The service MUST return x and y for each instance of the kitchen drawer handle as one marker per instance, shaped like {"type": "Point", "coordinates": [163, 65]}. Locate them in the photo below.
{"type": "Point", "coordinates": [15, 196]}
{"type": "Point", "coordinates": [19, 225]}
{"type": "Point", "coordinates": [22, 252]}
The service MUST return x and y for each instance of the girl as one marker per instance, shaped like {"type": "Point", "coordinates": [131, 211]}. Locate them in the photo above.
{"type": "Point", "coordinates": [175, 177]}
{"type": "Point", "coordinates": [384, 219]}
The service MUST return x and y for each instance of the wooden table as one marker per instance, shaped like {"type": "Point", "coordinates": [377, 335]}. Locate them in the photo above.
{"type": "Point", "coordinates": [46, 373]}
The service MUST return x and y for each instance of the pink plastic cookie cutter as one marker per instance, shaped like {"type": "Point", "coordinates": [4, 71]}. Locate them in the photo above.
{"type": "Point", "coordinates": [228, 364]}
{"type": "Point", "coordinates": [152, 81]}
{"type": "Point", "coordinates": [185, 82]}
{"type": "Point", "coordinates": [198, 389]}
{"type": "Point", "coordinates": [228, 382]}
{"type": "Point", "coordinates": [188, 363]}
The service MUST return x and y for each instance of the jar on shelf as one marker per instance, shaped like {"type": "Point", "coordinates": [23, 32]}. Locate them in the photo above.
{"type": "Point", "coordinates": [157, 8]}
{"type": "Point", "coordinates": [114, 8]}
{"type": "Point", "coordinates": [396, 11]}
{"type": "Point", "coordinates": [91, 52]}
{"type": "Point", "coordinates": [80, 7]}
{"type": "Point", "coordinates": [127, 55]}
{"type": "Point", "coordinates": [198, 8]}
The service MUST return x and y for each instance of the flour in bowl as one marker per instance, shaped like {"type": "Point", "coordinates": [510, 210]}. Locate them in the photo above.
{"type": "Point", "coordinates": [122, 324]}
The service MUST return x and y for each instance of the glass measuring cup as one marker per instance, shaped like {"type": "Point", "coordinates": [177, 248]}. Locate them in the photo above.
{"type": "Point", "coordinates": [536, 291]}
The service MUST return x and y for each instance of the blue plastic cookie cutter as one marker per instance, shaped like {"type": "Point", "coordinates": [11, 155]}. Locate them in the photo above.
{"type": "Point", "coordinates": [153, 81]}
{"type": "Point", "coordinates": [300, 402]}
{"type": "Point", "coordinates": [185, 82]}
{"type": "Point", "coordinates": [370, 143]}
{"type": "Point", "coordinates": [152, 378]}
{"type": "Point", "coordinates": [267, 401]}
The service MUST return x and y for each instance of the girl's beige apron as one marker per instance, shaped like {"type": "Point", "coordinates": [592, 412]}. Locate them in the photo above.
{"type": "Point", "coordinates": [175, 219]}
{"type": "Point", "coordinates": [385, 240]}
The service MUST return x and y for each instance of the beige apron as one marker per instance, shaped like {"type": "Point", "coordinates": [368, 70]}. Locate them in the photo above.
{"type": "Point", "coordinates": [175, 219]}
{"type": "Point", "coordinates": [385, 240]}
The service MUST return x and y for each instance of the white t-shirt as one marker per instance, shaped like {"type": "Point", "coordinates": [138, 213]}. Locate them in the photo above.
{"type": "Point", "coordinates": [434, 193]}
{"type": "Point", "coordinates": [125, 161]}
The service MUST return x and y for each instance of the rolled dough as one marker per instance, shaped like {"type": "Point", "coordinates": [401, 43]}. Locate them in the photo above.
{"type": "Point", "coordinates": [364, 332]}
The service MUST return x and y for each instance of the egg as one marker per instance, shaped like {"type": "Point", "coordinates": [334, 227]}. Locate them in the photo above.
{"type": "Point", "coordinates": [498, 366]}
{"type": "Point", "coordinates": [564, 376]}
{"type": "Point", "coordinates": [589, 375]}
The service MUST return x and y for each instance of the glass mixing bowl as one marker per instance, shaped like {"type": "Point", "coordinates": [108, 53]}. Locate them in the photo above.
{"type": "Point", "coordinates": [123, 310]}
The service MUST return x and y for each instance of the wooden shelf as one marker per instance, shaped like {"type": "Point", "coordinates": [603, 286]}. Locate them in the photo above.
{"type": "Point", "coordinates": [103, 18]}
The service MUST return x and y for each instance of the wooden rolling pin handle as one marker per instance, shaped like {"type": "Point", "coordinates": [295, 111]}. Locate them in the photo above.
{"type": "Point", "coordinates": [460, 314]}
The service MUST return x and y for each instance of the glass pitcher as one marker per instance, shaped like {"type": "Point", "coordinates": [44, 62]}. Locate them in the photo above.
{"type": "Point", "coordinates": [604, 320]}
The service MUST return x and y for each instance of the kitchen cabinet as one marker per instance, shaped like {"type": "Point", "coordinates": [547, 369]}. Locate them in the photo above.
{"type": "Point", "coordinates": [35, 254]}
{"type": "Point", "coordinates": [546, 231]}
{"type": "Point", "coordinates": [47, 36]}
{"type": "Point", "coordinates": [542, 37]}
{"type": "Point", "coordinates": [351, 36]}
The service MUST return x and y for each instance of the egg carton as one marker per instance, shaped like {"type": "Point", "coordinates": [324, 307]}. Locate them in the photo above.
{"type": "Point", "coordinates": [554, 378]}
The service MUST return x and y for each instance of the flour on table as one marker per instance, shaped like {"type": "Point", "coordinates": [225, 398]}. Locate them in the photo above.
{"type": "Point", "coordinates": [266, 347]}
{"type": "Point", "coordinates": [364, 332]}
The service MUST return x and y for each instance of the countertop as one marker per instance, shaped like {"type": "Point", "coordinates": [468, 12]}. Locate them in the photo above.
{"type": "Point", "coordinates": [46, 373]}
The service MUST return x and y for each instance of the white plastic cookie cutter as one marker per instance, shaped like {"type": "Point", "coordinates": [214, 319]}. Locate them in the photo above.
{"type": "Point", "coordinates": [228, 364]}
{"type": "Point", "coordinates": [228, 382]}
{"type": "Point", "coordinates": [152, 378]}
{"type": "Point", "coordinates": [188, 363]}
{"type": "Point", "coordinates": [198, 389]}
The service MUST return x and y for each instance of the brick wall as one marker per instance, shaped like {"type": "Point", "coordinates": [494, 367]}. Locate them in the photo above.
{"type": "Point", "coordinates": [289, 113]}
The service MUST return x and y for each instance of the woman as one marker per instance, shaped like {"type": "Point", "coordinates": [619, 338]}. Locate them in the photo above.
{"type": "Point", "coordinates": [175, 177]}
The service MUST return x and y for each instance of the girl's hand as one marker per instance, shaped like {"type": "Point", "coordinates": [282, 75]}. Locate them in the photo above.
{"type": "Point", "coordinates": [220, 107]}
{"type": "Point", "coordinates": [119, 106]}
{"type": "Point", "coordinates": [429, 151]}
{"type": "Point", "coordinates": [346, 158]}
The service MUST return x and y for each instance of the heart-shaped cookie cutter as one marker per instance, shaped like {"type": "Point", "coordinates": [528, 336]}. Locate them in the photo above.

********

Write out each line of the data above again, exactly as given.

## REPLY TO THE TASK
The service MUST return x and y for each instance of the kitchen drawer handle as one marker per instance, shaped like {"type": "Point", "coordinates": [163, 65]}. Locate them in the photo below.
{"type": "Point", "coordinates": [15, 196]}
{"type": "Point", "coordinates": [19, 225]}
{"type": "Point", "coordinates": [22, 252]}
The service MUST return x and y for each instance of the girl as one marker per instance, shaped like {"type": "Point", "coordinates": [131, 211]}. Locate them in the photo above.
{"type": "Point", "coordinates": [175, 177]}
{"type": "Point", "coordinates": [384, 219]}
The service MUST return x and y for each instance of the wooden table as one marker per instance, shaped like {"type": "Point", "coordinates": [377, 335]}. Locate them in the photo above.
{"type": "Point", "coordinates": [46, 373]}
The service MUST return x and y for each instance of the pink plastic cookie cutter as one marker per instance, shaped like {"type": "Point", "coordinates": [4, 71]}. Locate them in the photo above.
{"type": "Point", "coordinates": [228, 364]}
{"type": "Point", "coordinates": [152, 81]}
{"type": "Point", "coordinates": [185, 82]}
{"type": "Point", "coordinates": [198, 389]}
{"type": "Point", "coordinates": [228, 382]}
{"type": "Point", "coordinates": [188, 363]}
The service MUST return x and y for each instance of the jar on shelf as one marker per instance, shaped like {"type": "Point", "coordinates": [23, 32]}. Locate them in the photo above.
{"type": "Point", "coordinates": [157, 8]}
{"type": "Point", "coordinates": [114, 8]}
{"type": "Point", "coordinates": [396, 11]}
{"type": "Point", "coordinates": [91, 52]}
{"type": "Point", "coordinates": [80, 7]}
{"type": "Point", "coordinates": [127, 55]}
{"type": "Point", "coordinates": [198, 8]}
The service MUST return x and y for each instance of the flour in bowl as one marker per instance, shaped like {"type": "Point", "coordinates": [510, 210]}. Locate them in the photo above.
{"type": "Point", "coordinates": [122, 324]}
The service MUST return x and y for each instance of the glass measuring cup as one marker per instance, shaped like {"type": "Point", "coordinates": [177, 248]}. Locate them in the photo above.
{"type": "Point", "coordinates": [536, 291]}
The service MUST return x and y for each instance of the blue plastic cookie cutter as one marker per instance, shaped like {"type": "Point", "coordinates": [11, 155]}. Locate them in the photo above.
{"type": "Point", "coordinates": [153, 81]}
{"type": "Point", "coordinates": [300, 402]}
{"type": "Point", "coordinates": [185, 82]}
{"type": "Point", "coordinates": [370, 143]}
{"type": "Point", "coordinates": [152, 378]}
{"type": "Point", "coordinates": [267, 401]}
The service MUST return x and y for each instance of the girl's beige apron as one marker per instance, shaped like {"type": "Point", "coordinates": [592, 412]}. Locate them in the photo above.
{"type": "Point", "coordinates": [175, 219]}
{"type": "Point", "coordinates": [385, 240]}
The service MUST return x and y for each instance of the beige apron as one marker per instance, shaped like {"type": "Point", "coordinates": [368, 70]}. Locate them in the photo above.
{"type": "Point", "coordinates": [175, 219]}
{"type": "Point", "coordinates": [385, 240]}
The service MUST return x and y for each instance of the white t-shirt as one marker per instance, shaped like {"type": "Point", "coordinates": [138, 213]}. Locate them in the photo above.
{"type": "Point", "coordinates": [434, 193]}
{"type": "Point", "coordinates": [125, 161]}
The service MUST return x and y for each instance of the rolled dough as one marker per instance, shaped like {"type": "Point", "coordinates": [401, 43]}. Locate them in the photo above.
{"type": "Point", "coordinates": [364, 332]}
The service MUST return x and y for each instance of the egg as one marker per instance, shaped like {"type": "Point", "coordinates": [334, 227]}. Locate them in the photo above.
{"type": "Point", "coordinates": [498, 366]}
{"type": "Point", "coordinates": [564, 376]}
{"type": "Point", "coordinates": [589, 375]}
The service MUST return x and y for each instance of the glass mixing bowl as one marker per instance, shaped like {"type": "Point", "coordinates": [108, 53]}. Locate them in the photo above.
{"type": "Point", "coordinates": [123, 310]}
The service MUST return x and y for each instance of the wooden shelf as one marker per instance, shaped like {"type": "Point", "coordinates": [603, 286]}. Locate them in the photo above.
{"type": "Point", "coordinates": [103, 18]}
The service MUST return x and y for each instance of the wooden rolling pin handle as one marker per instance, shaped like {"type": "Point", "coordinates": [295, 111]}. Locate them in the photo above.
{"type": "Point", "coordinates": [460, 314]}
The service MUST return x and y for each instance of the glass pitcher as one marker per instance, shaped like {"type": "Point", "coordinates": [44, 62]}. Locate them in the photo above.
{"type": "Point", "coordinates": [604, 320]}
The service MUST return x and y for each instance of the kitchen cabinet as one marker per instance, shaped like {"type": "Point", "coordinates": [547, 369]}. Locate them in the photo above.
{"type": "Point", "coordinates": [35, 254]}
{"type": "Point", "coordinates": [546, 231]}
{"type": "Point", "coordinates": [47, 36]}
{"type": "Point", "coordinates": [542, 37]}
{"type": "Point", "coordinates": [351, 36]}
The service MUST return x and y for each instance of the egg carton as one marker per instance, shaped like {"type": "Point", "coordinates": [324, 307]}. Locate them in the photo above.
{"type": "Point", "coordinates": [554, 378]}
The service MUST return x and y for each instance of the flour on table as one marker per instance, shaped like {"type": "Point", "coordinates": [225, 398]}. Locate them in the photo above.
{"type": "Point", "coordinates": [266, 347]}
{"type": "Point", "coordinates": [364, 332]}
The service MUST return x and y for each instance of the countertop as one marker per instance, shaped like {"type": "Point", "coordinates": [468, 12]}. Locate them in the photo above.
{"type": "Point", "coordinates": [46, 373]}
The service MUST return x and y for each instance of the white plastic cookie cutter as one marker per instance, shaped like {"type": "Point", "coordinates": [214, 319]}. Locate them in the photo above.
{"type": "Point", "coordinates": [228, 364]}
{"type": "Point", "coordinates": [228, 382]}
{"type": "Point", "coordinates": [152, 378]}
{"type": "Point", "coordinates": [188, 363]}
{"type": "Point", "coordinates": [198, 389]}
The service MUST return x and y for each instance of the brick wall as one marker per instance, shaped like {"type": "Point", "coordinates": [494, 367]}. Locate them in the photo above.
{"type": "Point", "coordinates": [289, 113]}
The service MUST return x and y for each instance of the woman as one marker per instance, shaped like {"type": "Point", "coordinates": [619, 338]}. Locate them in the photo above.
{"type": "Point", "coordinates": [175, 177]}
The service MUST return x and y for each instance of the girl's hand as one marker per instance, shaped like {"type": "Point", "coordinates": [282, 75]}. Locate them in the photo above.
{"type": "Point", "coordinates": [220, 107]}
{"type": "Point", "coordinates": [119, 106]}
{"type": "Point", "coordinates": [429, 151]}
{"type": "Point", "coordinates": [346, 158]}
The service MUST return x and y for each instance of the heart-shaped cookie cutter as one marker per instance, shaped like {"type": "Point", "coordinates": [528, 336]}. Locate them in the photo above.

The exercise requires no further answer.